#### [Provided text]
════════════════
According to The Wall Street Journal, Ohio gubernatorial candidate Vivek Ramaswamy announced on New Year’s Eve that he deleted X and Instagram from his phone, vowing to be a “social-media teetotaler” for 2026. He cited a July 2024 meeting with Italian Prime Minister Giorgia Meloni, who said she avoids news media to stay grounded, as inspiration. Ramaswamy, who ran a digitally-focused presidential campaign, stated his team will still post on his behalf, but he will no longer browse the platforms himself. He argues the real-time feedback loop is increasingly manipulated by foreign actors and bots, pointing to reports on coordinated activity around white nationalist Nick Fuentes and the pro-Democrat #BlueCrew hashtag. His immediate goal is to spend more time with Ohio voters across all 88 counties and his family.
The Twitter Prison
Here’s the thing: Ramaswamy is diagnosing a disease that’s infected modern politics, and he’s not wrong. He calls it the “Twitter prison.” The idea is simple. Polls are slow and expensive. Social media is free, fast, and gives you that addictive hit of feeling “connected.” But it’s a trap. The algorithm rewards outrage and negativity because that’s what drives engagement. So a politician’s feed becomes a horror show of the angriest, loudest voices, which they then mistake for the public pulse.
════════════════
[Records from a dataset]
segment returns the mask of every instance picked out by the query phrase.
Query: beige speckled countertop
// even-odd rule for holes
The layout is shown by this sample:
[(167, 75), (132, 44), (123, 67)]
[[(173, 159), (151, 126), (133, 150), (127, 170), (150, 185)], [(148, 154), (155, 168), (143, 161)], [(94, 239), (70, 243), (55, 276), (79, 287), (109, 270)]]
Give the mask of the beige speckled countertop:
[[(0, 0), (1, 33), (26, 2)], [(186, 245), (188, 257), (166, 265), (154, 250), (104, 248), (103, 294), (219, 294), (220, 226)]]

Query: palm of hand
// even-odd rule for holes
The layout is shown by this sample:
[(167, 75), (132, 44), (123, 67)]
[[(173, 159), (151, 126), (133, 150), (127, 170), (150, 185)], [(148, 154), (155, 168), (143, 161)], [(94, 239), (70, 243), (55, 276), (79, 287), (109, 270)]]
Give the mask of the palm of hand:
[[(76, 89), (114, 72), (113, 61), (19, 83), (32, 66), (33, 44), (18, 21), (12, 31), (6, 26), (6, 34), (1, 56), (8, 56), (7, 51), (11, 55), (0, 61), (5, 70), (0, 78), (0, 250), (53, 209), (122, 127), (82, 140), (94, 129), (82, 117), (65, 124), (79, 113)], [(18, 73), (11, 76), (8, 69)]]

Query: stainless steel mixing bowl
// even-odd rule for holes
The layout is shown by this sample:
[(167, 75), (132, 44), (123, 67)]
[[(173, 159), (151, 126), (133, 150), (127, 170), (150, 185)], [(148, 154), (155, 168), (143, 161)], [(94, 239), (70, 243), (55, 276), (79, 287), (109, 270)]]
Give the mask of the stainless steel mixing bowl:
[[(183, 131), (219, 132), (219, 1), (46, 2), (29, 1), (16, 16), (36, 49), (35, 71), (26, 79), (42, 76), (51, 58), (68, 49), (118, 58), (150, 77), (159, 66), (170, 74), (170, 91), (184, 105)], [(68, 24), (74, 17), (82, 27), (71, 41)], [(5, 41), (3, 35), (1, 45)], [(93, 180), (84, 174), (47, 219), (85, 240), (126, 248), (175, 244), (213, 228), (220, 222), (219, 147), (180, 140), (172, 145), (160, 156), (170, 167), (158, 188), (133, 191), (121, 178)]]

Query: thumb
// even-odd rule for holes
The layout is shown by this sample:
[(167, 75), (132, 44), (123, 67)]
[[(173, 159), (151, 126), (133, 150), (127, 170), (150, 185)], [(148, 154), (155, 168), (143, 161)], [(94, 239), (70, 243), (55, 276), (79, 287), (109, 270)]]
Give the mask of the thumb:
════════════════
#### [Work to complete]
a – Copy down the passage of the article on Ramaswamy's social-media break starting at "According to The" and ending at "and his family.".
b – Resume the article about Ramaswamy giving up social media, picking up right after its last sentence.
These items are separate material, unrelated to the article on Ramaswamy quitting social media.

#### [Solved problems]
a –
According to The Wall Street Journal, Ohio gubernatorial candidate Vivek Ramaswamy announced on New Year’s Eve that he deleted X and Instagram from his phone, vowing to be a “social-media teetotaler” for 2026. He cited a July 2024 meeting with Italian Prime Minister Giorgia Meloni, who said she avoids news media to stay grounded, as inspiration. Ramaswamy, who ran a digitally-focused presidential campaign, stated his team will still post on his behalf, but he will no longer browse the platforms himself. He argues the real-time feedback loop is increasingly manipulated by foreign actors and bots, pointing to reports on coordinated activity around white nationalist Nick Fuentes and the pro-Democrat #BlueCrew hashtag. His immediate goal is to spend more time with Ohio voters across all 88 counties and his family.

b –
He gives a perfect example from the Turning Point USA conference in December. Based on social media chatter, he expected to be booed for his speech. The online commentary afterward claimed he was. In reality? A standing ovation from 20,000 people. That disconnect is terrifying if you’re making policy decisions. You’re basically governing based on a funhouse mirror version of your constituents.
Bots, Avatars, and “Based” Aides
And it gets worse. That “public opinion” isn’t even real. As Ramaswamy notes, it’s often manufactured. He links to a Network Contagion Research Institute report showing Nick Fuentes’s engagement looks artificially inflated and foreign, and an NBC News investigation on bot-driven hashtags. So you have politicians potentially being guided by puppet accounts.
But the feedback loop doesn’t stop at the politician’s phone. It gets baked into the staff. Ramaswamy points to commentator Richard Hanania’s essay on young aides competing to be “based” with extreme takes. The state itself starts to sound like X. Ever see a cringe-worthy post from an official government account? That’s likely a 24-year-old for whom Twitter *is* the real world. So now the distortion is institutional.
The Real Issues Don’t Trend
This creates a massive policy blind spot. Ramaswamy says most Ohioans he meets want higher pay, lower electric bills, and good schools for their kids. Universal, kitchen-table stuff. But guess what? Those topics are boring. They don’t generate the rage-clicks that make a post go viral. So they become invisible on the leader’s social media radar. A leader glued to their feed starts prioritizing niche, inflammatory cultural battles over the actual, widespread economic concerns shaping daily life.
It’s a perverse incentive. The very tools sold as a direct line to “the people” systematically filter out the most common people’s concerns. Jefferson warned about newspapers, but this is different. Traditional media has bias and narrative. Social media has the illusion of organic, grassroots consensus, which is way more seductive and dangerous for a politician seeking validation.
Will Anyone Else Log Off?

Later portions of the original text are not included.